* **Problem statement**
Would you repeat every entry below word for word but drop the images?

(Material for this task begins)

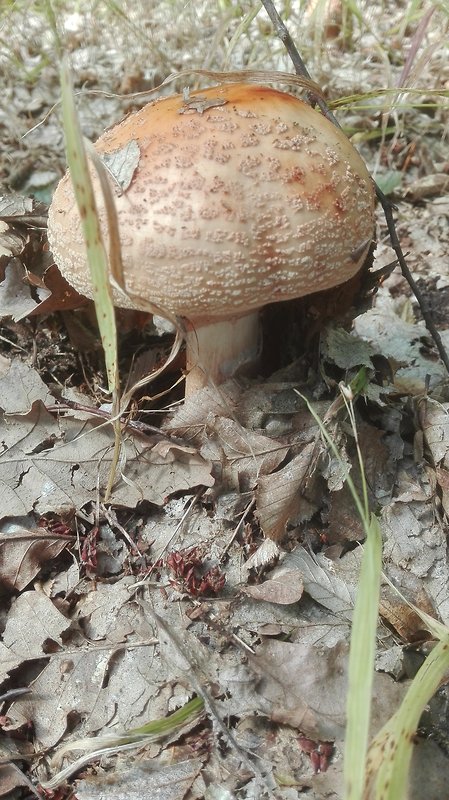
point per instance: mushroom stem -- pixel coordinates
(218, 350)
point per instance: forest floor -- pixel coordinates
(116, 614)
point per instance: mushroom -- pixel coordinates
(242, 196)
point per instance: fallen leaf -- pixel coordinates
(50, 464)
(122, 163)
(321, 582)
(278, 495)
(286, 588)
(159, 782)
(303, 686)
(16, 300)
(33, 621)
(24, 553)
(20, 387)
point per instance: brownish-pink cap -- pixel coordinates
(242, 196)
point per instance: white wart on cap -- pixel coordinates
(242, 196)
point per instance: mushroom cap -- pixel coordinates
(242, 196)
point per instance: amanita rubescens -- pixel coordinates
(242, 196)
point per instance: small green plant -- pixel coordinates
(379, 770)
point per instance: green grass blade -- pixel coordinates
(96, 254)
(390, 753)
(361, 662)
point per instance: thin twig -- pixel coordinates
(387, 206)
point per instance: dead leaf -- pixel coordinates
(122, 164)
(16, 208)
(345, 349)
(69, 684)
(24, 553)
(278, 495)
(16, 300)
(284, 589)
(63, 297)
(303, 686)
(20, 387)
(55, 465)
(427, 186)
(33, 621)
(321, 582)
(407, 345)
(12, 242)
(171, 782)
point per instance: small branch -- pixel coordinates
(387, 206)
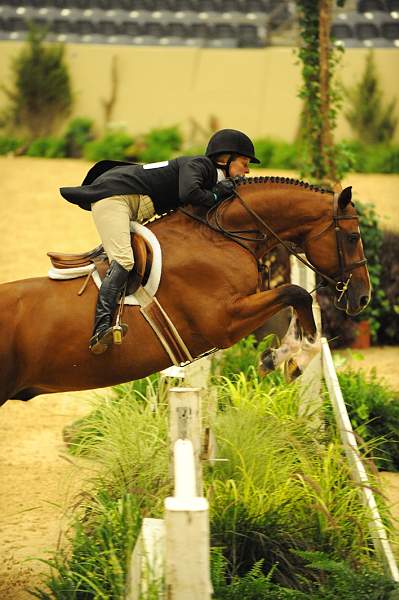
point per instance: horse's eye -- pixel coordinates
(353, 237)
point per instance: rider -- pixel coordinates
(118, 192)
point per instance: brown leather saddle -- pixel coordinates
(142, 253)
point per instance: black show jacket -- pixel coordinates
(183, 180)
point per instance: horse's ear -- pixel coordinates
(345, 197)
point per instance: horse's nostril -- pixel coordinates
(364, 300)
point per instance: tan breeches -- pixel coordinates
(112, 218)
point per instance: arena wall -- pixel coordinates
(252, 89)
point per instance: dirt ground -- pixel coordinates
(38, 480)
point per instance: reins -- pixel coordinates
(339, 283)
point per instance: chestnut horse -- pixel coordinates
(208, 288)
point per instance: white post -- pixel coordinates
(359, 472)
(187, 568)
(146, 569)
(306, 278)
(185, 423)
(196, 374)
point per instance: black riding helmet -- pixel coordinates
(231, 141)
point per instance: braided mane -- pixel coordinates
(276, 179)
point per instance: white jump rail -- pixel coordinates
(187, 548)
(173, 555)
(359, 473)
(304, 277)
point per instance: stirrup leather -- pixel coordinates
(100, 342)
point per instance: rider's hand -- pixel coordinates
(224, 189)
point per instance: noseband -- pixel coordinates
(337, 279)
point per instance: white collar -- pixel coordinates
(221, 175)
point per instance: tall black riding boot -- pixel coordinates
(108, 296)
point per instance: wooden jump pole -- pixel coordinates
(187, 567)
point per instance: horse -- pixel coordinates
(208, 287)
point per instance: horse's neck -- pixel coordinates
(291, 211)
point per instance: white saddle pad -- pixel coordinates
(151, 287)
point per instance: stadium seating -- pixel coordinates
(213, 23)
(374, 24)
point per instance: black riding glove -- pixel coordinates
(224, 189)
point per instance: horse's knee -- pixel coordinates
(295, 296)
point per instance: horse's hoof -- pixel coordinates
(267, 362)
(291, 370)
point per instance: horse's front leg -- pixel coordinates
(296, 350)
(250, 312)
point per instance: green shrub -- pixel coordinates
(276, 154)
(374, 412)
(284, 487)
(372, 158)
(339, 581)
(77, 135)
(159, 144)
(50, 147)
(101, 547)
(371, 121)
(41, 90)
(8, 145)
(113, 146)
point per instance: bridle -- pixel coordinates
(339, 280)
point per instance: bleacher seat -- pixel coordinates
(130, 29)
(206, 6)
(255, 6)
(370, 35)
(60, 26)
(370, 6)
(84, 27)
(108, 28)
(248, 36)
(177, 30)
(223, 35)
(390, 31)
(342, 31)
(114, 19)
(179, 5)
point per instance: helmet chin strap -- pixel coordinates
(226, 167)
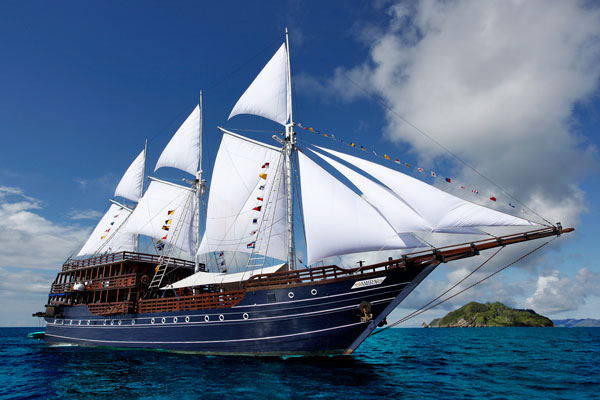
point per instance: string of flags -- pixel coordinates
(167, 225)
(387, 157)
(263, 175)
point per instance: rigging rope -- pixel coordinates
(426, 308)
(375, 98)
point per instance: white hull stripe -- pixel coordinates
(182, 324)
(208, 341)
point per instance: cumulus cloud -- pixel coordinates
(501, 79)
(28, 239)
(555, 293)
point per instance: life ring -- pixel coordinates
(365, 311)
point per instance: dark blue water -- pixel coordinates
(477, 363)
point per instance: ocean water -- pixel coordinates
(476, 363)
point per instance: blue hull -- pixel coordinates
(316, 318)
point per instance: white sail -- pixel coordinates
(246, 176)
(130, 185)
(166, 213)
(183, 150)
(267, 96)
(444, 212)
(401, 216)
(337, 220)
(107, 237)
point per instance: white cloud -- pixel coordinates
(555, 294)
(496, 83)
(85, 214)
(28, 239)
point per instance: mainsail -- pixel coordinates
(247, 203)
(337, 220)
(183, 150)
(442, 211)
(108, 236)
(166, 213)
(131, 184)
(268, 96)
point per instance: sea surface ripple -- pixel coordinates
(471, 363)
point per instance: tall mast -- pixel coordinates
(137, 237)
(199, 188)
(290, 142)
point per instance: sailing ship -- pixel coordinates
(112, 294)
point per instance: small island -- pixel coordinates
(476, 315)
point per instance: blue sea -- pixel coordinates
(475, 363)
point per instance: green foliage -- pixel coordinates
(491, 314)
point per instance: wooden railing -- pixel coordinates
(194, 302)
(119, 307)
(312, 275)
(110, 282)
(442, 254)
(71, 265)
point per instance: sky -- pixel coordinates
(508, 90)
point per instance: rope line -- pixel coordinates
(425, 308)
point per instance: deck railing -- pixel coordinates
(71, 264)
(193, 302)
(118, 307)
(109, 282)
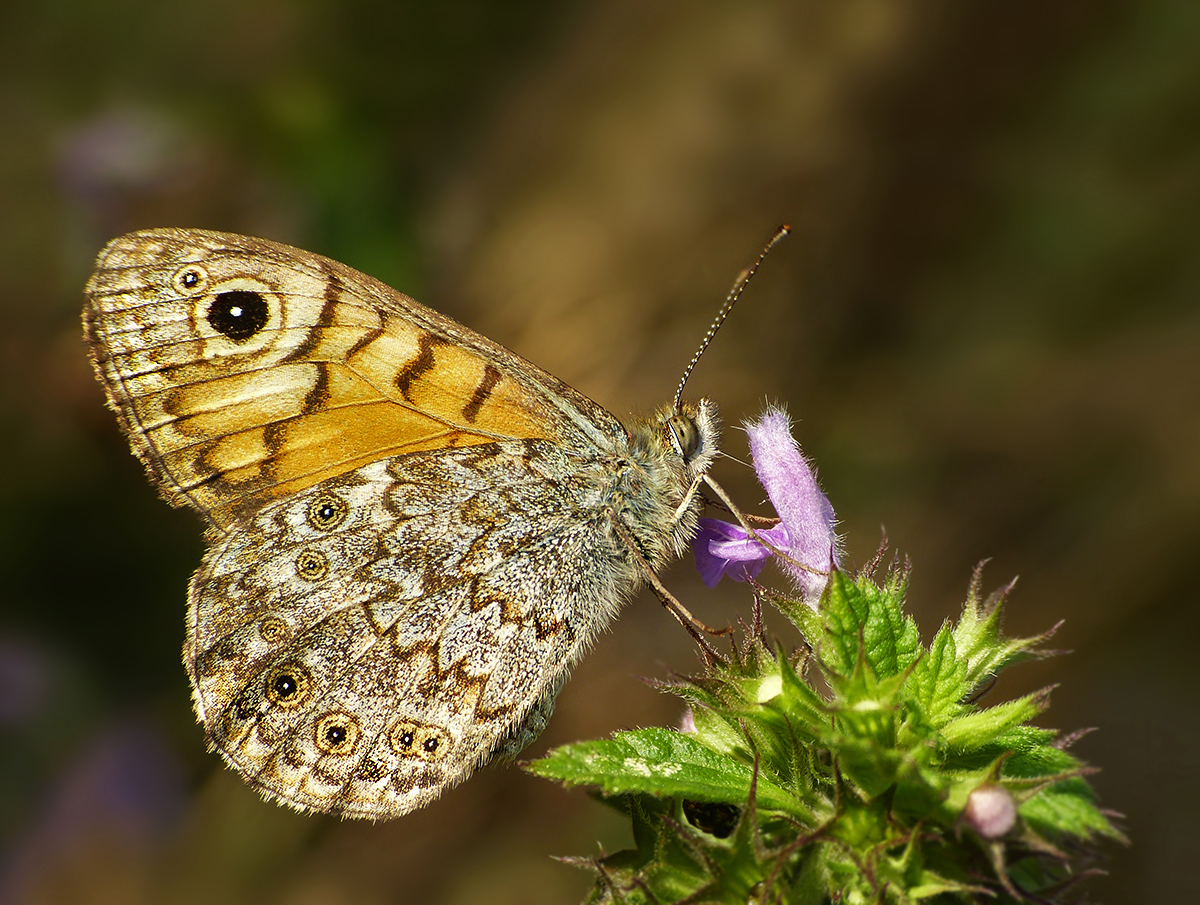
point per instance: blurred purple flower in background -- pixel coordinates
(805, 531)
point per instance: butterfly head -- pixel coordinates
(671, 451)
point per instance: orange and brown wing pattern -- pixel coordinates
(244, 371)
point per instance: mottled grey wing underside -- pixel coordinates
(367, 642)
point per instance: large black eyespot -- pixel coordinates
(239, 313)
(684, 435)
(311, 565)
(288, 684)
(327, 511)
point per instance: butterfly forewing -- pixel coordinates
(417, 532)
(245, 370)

(Material for this task ends)

* **Task response**
point per instance: mushroom stem -- pixel coordinates
(218, 350)
point per instance: forest floor -- pixel coordinates
(116, 614)
point per instance: mushroom -- pixel coordinates
(242, 196)
point per instance: fallen leaf -- pixel coordinates
(50, 464)
(122, 163)
(321, 582)
(278, 495)
(286, 588)
(159, 782)
(303, 686)
(16, 300)
(33, 621)
(24, 553)
(20, 387)
point per instance: brownish-pink cap -- pixel coordinates
(242, 196)
point per instance: white wart on cap -- pixel coordinates
(242, 196)
point per instance: mushroom cap -- pixel coordinates
(242, 196)
point per instance: amanita rubescens -- pixel coordinates
(242, 196)
point per instance: small green plant -- pixel coordinates
(379, 770)
point per instance: green grass blade -- pixel coordinates
(96, 254)
(390, 753)
(361, 662)
point per instance: thin twig -- pixel coordinates
(387, 206)
point per instance: dead leaf -- pixel coordinates
(122, 164)
(16, 208)
(345, 349)
(69, 684)
(24, 553)
(278, 495)
(16, 300)
(284, 589)
(63, 297)
(303, 686)
(20, 387)
(55, 465)
(427, 186)
(33, 621)
(321, 582)
(407, 345)
(12, 242)
(171, 782)
point per instance: small branch -- pixel coordinates
(387, 206)
point per instance: horse's eye -- pixel coordinates
(353, 237)
point per instance: rider -- pixel coordinates
(118, 192)
point per instance: brown leather saddle -- pixel coordinates
(142, 253)
point per instance: black show jacket -- pixel coordinates
(183, 180)
point per instance: horse's ear -- pixel coordinates
(345, 197)
point per instance: horse's nostril -- pixel coordinates
(364, 300)
point per instance: tan breeches -- pixel coordinates
(112, 218)
point per instance: arena wall -- pixel coordinates
(252, 89)
point per instance: dirt ground -- pixel coordinates
(38, 480)
point per instance: reins -- pixel coordinates
(339, 283)
point per instance: chestnut horse -- pixel coordinates
(208, 288)
point per instance: white post -- pixel coordinates
(359, 472)
(187, 568)
(146, 569)
(306, 278)
(185, 423)
(196, 374)
point per instance: black riding helmet -- pixel coordinates
(231, 141)
point per instance: braided mane -- pixel coordinates
(276, 179)
point per instance: white jump rail -- pixel coordinates
(187, 548)
(173, 555)
(359, 473)
(304, 277)
point per instance: stirrup leather -- pixel coordinates
(100, 342)
point per instance: rider's hand -- pixel coordinates
(224, 189)
point per instance: noseband -- pixel coordinates
(337, 279)
point per instance: white collar -- pixel coordinates
(221, 175)
point per instance: tall black riding boot -- pixel coordinates
(108, 296)
point per instance: wooden jump pole -- pixel coordinates
(187, 567)
point per instance: horse -- pixel coordinates
(208, 287)
point per instance: horse's neck -- pixel coordinates
(291, 211)
point per instance: white saddle pad -- pixel coordinates
(151, 287)
point per instance: stadium seating -- pixel coordinates
(213, 23)
(374, 24)
point per instance: black riding glove -- pixel coordinates
(224, 189)
point per instance: horse's knee -- pixel coordinates
(295, 296)
point per instance: horse's hoof -- pixel coordinates
(267, 362)
(291, 370)
point per instance: horse's front leg -- pixel coordinates
(296, 350)
(250, 312)
point per instance: green shrub -- pixel coordinates
(276, 154)
(374, 412)
(284, 487)
(372, 158)
(339, 581)
(77, 135)
(159, 144)
(50, 147)
(101, 547)
(371, 121)
(41, 90)
(8, 145)
(113, 146)
point per instance: bridle -- pixel coordinates
(339, 280)
point per instance: bleacher seat -- pixel coordinates
(130, 29)
(206, 6)
(255, 6)
(370, 35)
(60, 26)
(370, 6)
(84, 27)
(108, 28)
(248, 36)
(177, 30)
(223, 35)
(390, 31)
(342, 31)
(114, 19)
(179, 5)
point per instance: helmet chin strap -- pixel coordinates
(226, 167)
point per instance: string of flags -- pixel coordinates
(167, 225)
(387, 157)
(263, 175)
point per instance: rigging rope -- pixel coordinates
(426, 308)
(375, 98)
point per instance: white hull stripe -- pixel coordinates
(182, 324)
(208, 341)
point per instance: cumulus cloud -- pixel coordinates
(501, 79)
(28, 239)
(555, 293)
point per instance: life ring -- pixel coordinates
(365, 311)
point per instance: dark blue water -- pixel coordinates
(477, 363)
point per instance: ocean water -- pixel coordinates
(476, 363)
point per instance: blue hull -- pixel coordinates
(316, 318)
point per instance: white sail -- pixel coordinates
(246, 176)
(130, 185)
(166, 213)
(183, 150)
(267, 96)
(444, 212)
(401, 216)
(337, 220)
(107, 237)
point per instance: white cloud -- pixel coordinates
(555, 294)
(496, 83)
(85, 214)
(28, 239)
point per instance: mainsail -- pixel coordinates
(247, 203)
(337, 220)
(183, 150)
(442, 211)
(108, 236)
(166, 213)
(131, 184)
(268, 96)
point per instance: sea surface ripple -- pixel coordinates
(471, 363)
point per instance: tall mast -- pixel coordinates
(137, 237)
(199, 188)
(290, 142)
point per instance: sailing ship -- pixel coordinates
(112, 294)
point per instance: small island -- pixel coordinates
(476, 315)
point per instance: blue sea -- pixel coordinates
(475, 363)
point per instance: green foliage -- pixel coordinates
(491, 314)
point per instance: wooden railing -- pixel coordinates
(194, 302)
(119, 307)
(312, 275)
(110, 282)
(442, 254)
(71, 265)
point per instance: sky -- pixel coordinates
(508, 90)
point per instance: rope line -- pixel coordinates
(425, 308)
point per instance: deck railing -- pixel coordinates
(71, 264)
(193, 302)
(118, 307)
(109, 282)
point per instance: blurred purple flower in background -- pixel coordinates
(805, 531)
point per instance: butterfly head -- pixel coordinates
(671, 451)
point per instance: orange and brown wing pattern -- pixel coordinates
(244, 371)
point per instance: mottled grey wing underside -- pixel coordinates
(367, 642)
point per instance: large black eyespot -- pixel coordinates
(239, 313)
(684, 435)
(311, 565)
(288, 684)
(327, 511)
point per instance: butterfly forewing -- pixel coordinates
(417, 532)
(245, 370)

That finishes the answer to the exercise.